**Action item**
What are the lines, written out exactly, from the one containing "Where can the sandal" to the end of the entries below? Include both ends and nothing more.

Task inputs START

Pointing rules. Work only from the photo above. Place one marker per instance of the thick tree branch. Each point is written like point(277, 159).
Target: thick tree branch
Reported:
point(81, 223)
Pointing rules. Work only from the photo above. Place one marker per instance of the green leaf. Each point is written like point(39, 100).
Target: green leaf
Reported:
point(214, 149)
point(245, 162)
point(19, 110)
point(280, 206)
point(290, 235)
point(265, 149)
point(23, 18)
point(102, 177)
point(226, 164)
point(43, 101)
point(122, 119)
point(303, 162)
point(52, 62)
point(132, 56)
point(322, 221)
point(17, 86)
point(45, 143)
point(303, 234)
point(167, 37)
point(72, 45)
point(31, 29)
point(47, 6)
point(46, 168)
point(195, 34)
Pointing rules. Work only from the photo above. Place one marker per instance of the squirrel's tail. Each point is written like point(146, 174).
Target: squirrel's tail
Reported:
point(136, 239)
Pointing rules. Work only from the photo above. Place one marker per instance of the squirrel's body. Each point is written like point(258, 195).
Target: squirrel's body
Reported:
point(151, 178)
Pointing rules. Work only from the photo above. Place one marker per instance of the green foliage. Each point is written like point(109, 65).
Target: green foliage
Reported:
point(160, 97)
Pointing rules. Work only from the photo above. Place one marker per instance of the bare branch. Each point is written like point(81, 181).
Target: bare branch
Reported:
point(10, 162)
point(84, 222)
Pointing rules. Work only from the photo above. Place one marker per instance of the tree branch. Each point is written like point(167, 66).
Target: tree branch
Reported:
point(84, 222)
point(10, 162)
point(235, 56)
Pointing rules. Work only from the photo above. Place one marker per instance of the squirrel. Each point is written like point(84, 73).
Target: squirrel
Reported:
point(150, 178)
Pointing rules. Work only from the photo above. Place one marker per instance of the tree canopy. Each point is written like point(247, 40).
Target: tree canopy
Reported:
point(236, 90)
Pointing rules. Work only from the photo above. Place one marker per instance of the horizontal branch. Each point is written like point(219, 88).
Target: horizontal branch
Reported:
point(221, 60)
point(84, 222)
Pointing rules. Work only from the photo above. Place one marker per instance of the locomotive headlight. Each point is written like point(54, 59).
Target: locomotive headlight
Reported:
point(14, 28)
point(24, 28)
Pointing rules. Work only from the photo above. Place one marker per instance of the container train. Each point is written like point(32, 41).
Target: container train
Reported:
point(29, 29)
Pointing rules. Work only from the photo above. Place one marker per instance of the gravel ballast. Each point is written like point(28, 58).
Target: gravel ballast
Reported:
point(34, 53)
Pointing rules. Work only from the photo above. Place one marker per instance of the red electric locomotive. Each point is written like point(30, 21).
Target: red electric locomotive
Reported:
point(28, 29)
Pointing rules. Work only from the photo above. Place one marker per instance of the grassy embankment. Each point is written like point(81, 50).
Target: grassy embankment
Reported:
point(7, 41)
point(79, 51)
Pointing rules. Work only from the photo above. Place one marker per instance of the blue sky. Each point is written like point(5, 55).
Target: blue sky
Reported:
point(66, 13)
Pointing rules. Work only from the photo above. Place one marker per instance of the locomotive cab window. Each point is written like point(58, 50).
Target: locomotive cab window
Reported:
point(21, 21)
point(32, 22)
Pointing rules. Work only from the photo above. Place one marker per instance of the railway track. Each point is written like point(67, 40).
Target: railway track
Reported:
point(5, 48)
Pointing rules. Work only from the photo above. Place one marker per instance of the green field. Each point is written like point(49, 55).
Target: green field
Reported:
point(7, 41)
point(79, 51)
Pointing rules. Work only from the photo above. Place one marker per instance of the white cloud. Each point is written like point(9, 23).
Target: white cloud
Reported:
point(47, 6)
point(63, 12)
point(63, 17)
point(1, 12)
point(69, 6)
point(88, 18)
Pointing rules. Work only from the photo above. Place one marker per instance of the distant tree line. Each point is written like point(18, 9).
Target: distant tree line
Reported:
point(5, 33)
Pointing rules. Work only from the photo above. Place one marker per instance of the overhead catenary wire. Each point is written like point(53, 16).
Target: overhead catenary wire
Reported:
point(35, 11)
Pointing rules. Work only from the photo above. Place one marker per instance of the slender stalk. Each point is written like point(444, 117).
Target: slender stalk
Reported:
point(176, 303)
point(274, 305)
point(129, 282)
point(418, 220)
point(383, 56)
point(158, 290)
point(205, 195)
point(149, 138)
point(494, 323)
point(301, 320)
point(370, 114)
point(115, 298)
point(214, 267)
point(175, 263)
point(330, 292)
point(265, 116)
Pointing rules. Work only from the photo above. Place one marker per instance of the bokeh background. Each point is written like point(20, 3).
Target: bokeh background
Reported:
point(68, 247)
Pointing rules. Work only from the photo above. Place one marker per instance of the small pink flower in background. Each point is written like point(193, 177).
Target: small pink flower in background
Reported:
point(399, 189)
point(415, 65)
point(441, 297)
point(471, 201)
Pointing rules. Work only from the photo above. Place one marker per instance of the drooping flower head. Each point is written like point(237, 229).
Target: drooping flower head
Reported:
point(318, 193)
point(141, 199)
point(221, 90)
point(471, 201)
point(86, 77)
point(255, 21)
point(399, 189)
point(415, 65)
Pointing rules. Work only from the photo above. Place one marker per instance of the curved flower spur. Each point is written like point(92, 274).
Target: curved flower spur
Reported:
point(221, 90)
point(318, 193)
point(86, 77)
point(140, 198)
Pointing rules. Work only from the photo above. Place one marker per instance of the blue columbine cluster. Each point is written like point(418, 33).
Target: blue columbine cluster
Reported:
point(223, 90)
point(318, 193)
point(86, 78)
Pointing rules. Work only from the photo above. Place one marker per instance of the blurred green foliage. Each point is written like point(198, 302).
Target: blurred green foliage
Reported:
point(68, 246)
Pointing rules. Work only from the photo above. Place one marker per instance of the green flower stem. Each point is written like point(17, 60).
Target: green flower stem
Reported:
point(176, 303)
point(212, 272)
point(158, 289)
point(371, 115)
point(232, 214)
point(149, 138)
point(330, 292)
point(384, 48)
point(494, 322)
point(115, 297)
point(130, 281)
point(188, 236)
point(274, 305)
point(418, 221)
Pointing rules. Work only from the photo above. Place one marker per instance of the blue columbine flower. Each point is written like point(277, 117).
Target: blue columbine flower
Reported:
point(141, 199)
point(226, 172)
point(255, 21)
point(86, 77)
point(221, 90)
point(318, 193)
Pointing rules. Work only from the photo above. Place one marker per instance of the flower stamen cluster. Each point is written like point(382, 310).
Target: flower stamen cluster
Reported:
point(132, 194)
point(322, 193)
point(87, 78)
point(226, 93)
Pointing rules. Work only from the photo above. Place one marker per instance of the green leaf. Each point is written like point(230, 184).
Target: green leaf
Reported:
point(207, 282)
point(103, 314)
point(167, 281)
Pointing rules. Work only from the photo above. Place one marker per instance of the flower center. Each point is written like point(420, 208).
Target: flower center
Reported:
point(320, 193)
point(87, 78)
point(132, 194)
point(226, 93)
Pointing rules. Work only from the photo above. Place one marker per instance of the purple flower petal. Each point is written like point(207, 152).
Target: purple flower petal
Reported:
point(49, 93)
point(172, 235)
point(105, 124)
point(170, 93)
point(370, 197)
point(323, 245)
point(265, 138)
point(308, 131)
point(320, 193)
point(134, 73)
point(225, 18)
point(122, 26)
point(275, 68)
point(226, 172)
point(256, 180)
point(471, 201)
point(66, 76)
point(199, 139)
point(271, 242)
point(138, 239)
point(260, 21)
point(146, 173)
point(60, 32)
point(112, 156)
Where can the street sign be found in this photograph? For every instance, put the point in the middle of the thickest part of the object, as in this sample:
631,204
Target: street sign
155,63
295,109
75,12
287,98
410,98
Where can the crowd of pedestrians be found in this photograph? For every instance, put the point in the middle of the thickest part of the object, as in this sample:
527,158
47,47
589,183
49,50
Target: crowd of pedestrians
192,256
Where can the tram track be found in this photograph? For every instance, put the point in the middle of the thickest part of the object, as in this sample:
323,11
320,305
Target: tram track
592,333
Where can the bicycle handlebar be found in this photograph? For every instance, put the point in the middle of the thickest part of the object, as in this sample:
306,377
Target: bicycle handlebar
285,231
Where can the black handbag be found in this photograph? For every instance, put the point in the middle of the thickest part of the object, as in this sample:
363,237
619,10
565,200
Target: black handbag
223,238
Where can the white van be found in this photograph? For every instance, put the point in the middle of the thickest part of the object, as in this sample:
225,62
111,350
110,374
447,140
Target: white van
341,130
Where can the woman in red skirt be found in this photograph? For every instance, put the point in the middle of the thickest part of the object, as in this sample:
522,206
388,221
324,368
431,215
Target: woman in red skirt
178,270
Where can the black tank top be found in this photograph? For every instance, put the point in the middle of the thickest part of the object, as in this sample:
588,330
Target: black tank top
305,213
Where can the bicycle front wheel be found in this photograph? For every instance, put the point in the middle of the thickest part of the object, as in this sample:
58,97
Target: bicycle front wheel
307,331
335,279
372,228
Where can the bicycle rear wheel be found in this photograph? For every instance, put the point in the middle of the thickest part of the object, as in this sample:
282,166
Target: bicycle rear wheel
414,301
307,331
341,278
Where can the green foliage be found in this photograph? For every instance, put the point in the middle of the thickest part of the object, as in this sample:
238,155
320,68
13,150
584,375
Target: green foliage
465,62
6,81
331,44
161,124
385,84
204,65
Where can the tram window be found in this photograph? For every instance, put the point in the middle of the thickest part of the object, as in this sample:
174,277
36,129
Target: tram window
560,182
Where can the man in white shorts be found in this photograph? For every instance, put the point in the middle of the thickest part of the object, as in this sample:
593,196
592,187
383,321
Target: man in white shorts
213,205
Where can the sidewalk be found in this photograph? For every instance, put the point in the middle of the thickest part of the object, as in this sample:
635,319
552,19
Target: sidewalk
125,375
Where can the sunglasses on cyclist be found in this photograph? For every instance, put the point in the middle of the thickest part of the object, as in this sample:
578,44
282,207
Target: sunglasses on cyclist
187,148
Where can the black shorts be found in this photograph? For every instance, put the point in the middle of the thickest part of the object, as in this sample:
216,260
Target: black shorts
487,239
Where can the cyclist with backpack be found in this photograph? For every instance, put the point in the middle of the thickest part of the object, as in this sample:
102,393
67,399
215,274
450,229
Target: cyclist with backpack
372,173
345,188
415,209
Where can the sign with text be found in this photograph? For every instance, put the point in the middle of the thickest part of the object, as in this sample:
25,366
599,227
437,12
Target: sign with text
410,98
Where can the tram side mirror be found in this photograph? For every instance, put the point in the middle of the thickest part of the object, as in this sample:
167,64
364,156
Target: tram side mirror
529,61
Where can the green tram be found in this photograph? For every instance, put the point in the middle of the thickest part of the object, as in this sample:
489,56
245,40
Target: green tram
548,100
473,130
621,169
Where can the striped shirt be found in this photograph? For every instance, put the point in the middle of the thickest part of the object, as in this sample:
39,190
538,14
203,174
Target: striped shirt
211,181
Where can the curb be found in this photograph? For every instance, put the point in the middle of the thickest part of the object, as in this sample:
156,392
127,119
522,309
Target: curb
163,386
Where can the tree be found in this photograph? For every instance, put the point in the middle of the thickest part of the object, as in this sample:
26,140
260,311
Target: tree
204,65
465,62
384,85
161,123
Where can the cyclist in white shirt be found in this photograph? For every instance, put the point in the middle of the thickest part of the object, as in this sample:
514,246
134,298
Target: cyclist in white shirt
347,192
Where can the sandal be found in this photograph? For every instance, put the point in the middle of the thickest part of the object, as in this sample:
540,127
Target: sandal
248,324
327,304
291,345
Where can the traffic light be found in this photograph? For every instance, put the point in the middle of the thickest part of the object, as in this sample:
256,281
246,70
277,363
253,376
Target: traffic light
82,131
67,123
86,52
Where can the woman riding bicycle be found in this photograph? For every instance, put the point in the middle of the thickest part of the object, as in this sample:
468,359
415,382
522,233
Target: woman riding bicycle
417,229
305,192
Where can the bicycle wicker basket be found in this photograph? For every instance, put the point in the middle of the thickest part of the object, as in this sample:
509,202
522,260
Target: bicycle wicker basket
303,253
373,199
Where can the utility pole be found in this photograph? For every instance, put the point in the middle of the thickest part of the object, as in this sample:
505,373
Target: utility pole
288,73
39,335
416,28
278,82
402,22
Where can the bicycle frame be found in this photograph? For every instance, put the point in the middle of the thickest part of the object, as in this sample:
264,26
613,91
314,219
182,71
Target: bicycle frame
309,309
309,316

Task inputs END

**Answer below**
Where can the sandal be found in this photograph? For every instance, put the point in the middle of the thickest part of the object, as in this sample:
540,127
Target: sandal
248,324
327,304
291,345
Where can the traffic light be found in this photograph? For every instance, put the point in the middle of the thickest part of the object, as in this sample:
256,281
246,70
277,363
253,376
Target: traffic light
82,131
67,123
86,52
Where can the woman riding bicycle be found in this photograph? For every instance, put the point in the middle of the thickest part of the object, as in this sample:
468,359
415,382
522,233
Target: woman riding bicycle
417,229
305,192
Where can the bicycle wicker basket be found in this photograph? For every instance, put the point in the middle of the thickest part of the object, as in this sample:
509,202
522,260
Target: bicycle wicker basket
303,253
373,199
Where can the utility pole be found in this photograph? For every instance, put the point in the middle of the thickest part of the object, as in this sample:
505,373
Target: utility pole
288,73
39,335
416,28
278,82
402,22
Where can the bicycle frame be found in this photograph? For every instance, put the point in the middle of the thickest part of the object, as in this sample:
264,26
613,91
314,219
182,71
Target: bicycle frame
309,309
309,316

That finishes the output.